Tasks to complete ▸
1. According to the article on Jet's Law, on what dates was the Coroner's Inquest held?
2. Extend the article on Jet's Law, picking up after its final line.

= Jet's Law =

State law in Queensland, Australia

Jet's Law is the first eponymous law to be created in the state of Queensland, Australia. It protects people from motorists who have a medical condition that may affect their ability to drive. The most common conditions reported are Epilepsy and Diabetes.

== Jet Paul Rowland ==
On 28 February 2004, 22-month-old Jet Paul Rowland (born 9 April 2002) was killed when a driver with unstable epilepsy travelling in the opposite direction suffered a seizure, crossed the median strip on the Logan Motorway, south of Brisbane, and collided with the car Jet was travelling in with his mother Anita and his brother Bailey, aged 6. Anita Rowland, a police officer with the Queensland Police Service, sustained life-threatening injuries after the 200 km per hour impact. Bailey's spinal cord was severed, causing instant paraplegia. Jet later died at Brisbane's Mater Children's Hospital on the night of 28 February due to massive internal injuries after life support had to be withdrawn.

The case highlighted and demonstrated the importance of managing any potentially unstable medical condition and the Coroner's Inquest, held on 25–26 August 2005, revealed that the driver who collided with the Rowland's vehicle had been experiencing 'frequent seizures' and therefore should not have been driving. 'The most telling question and answer in the inquest was when the driver was asked; 'You would not want to be driving while you had a simple partial seizure at one hundred kilometres per hour, would you?' The driver responded 'No'.

The State Coroner recommended the following actions be taken:

1. Review of practices concerning the forwarding of discharge summaries from hospitals in Queensland (both public and private) to ensure uniform consistent practice in forwarding a patient's discharge summary to the patient's general practitioner.
2. Review of legislation to require any doctor becoming aware of a patient suffering any epileptic event which would, in that doctor's opinion adversely impact on the patient's ability to safely drive a motor vehicle, to specifically discuss the issue with the patient at the consultation. The legislation should require the doctor to;
  - (i) advise the patient if the doctor considers it inappropriate to continue to drive,
  - (ii) set a period of time and/or refer the patient to an appropriate specialist for further management and advice concerning suitability to drive.
  - (iii) provide written confirmation of the doctor's advice to the patient.

Records provided ▸
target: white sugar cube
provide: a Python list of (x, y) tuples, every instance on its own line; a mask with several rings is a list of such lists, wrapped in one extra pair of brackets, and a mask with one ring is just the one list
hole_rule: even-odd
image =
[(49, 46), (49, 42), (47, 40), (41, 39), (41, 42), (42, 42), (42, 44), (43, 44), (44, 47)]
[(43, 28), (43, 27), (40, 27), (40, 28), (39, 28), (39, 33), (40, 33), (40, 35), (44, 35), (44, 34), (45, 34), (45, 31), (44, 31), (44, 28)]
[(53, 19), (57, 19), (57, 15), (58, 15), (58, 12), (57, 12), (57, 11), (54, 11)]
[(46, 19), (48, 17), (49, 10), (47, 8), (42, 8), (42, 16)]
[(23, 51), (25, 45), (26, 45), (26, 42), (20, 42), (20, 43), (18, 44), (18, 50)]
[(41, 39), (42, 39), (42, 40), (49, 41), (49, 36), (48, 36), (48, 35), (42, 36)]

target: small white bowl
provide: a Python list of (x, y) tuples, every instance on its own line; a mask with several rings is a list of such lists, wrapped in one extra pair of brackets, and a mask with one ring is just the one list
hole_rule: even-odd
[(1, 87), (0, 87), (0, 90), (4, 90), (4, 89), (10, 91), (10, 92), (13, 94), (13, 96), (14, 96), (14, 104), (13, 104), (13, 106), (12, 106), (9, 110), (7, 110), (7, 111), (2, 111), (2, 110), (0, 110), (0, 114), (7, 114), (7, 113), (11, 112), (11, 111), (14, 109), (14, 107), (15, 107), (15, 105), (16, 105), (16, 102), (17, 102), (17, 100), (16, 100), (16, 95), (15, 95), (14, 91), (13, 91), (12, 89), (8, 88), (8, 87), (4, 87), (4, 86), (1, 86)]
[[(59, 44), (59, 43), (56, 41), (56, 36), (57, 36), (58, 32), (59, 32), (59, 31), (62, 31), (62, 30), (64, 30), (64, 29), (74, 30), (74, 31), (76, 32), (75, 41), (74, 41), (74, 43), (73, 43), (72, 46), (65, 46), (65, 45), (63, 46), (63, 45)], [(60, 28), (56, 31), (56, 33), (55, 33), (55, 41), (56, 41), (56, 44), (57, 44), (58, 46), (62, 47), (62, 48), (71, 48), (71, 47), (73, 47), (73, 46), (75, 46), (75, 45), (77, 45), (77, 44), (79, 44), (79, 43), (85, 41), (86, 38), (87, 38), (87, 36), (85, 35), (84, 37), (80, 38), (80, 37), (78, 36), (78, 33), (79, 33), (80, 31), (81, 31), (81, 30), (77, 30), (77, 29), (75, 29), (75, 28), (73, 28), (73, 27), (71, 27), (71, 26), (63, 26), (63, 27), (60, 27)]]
--
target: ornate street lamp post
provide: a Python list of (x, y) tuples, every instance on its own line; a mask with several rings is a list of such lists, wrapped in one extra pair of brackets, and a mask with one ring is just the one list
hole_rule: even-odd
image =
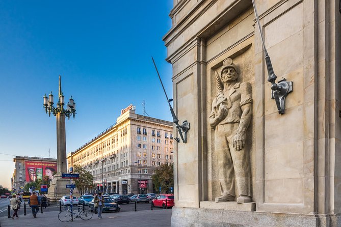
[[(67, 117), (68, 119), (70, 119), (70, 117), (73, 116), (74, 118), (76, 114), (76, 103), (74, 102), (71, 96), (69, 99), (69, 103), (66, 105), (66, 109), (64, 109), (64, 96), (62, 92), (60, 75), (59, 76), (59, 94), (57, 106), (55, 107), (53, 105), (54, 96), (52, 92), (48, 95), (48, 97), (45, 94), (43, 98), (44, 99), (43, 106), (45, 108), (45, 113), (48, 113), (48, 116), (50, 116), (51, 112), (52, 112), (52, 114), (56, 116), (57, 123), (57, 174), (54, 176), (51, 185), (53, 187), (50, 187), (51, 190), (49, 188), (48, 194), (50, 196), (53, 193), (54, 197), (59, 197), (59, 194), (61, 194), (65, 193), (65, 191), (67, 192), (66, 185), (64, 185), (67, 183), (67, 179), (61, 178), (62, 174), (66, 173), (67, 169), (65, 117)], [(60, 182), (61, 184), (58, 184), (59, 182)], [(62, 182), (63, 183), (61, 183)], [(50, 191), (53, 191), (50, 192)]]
--
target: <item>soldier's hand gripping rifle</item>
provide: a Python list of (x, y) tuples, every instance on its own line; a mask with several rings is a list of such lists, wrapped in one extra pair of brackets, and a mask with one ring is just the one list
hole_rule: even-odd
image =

Responses to the tasks ▸
1. 25–26 August 2005

2.
3. Review of legislation to consider whether and in what circumstances a driver, and/or a treating doctor should be required to inform the Transport Department of a medical condition (such as epilepsy) or a change in the medical condition of a person impacting on their ability to safely drive. Consideration of whether sanctions should apply against a driver and/or a treating medical officer if they fail to report relevant information.
4. Review of legislation (after consultation with relevant interest groups) to consider a panel of independent doctors available to accept referrals for assessment of suitability to drive in the context of epilepsy. The panel would be available to review a driver's eligibility to drive and to inform the Department of Transport accordingly.
5. Initiative by the Department of Transport or other appropriate agency or authority to publicise both to the public and the medical profession the Guidelines for Fitness to Drive. Emphasis should be given to a responsibility to review a person's fitness to drive in circumstances where there is any alteration in the person's medical condition likely to impact on their ability to safely drive a motor vehicle.
6. Review of current Australian standards of child safety restraint mechanisms taking into consideration world best practice standards, despite Jet having been restrained properly.

== Anita Rowland ==

Anita Rowland lobbied the Queensland government for more stringent guidelines regarding medical conditions and driving. In 2008, new legislation was passed and 'Jet's Law' was created: whereby if a driver has a medical condition which may affect their ability to drive safely, they must declare it to the Queensland Department of Transport and Main Roads, as well as to their relevant health professional (doctor, physiotherapist, occupational therapist). Should there be a deterioration or a change in a person's medical condition, it must be reported and a medical certificate issued to indicate that the person is fit to drive.

Following Jet's death, Anita returned to the police service and began facilitating road safety workshops with the Queensland Police Service as well as the Australian Defence Forces and Queensland Rail to make drivers aware of their duty of care. Through these workshops, it is estimated that Anita has shared her story with at least 10,000 people. While Anita left the service in 2013, her husband continues to work for the Queensland Police Service.